• _PROBLEM TO WORK ON_
Set out exactly, line by line, the stretch of data below that begins at the line containing "Expected response format" and ends at the line containing "117, 506, 324, 1147", with both ends kept.

(Stored records)
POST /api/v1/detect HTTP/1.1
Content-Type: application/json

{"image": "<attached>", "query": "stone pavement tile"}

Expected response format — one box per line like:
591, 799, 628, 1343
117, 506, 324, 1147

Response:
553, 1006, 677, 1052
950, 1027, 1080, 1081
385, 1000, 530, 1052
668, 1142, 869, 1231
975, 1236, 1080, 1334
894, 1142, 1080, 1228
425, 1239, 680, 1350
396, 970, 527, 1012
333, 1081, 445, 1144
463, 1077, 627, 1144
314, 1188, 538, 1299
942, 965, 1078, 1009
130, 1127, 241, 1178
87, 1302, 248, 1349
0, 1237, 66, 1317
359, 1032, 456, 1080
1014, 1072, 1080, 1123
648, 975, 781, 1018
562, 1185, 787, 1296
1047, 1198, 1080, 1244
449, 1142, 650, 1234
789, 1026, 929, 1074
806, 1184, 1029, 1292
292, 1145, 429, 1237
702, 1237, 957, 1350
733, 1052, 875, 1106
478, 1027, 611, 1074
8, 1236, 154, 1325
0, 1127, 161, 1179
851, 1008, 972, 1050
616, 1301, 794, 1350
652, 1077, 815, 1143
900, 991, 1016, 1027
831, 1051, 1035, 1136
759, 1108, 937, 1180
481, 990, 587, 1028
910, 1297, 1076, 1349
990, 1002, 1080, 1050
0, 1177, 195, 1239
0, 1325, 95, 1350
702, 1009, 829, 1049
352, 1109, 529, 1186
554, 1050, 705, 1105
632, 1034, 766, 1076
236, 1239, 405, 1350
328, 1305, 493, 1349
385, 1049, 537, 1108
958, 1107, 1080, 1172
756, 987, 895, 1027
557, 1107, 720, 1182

• _RESULT OF THE TASK_
Expected response format — one box per line like:
591, 799, 628, 1343
117, 506, 324, 1147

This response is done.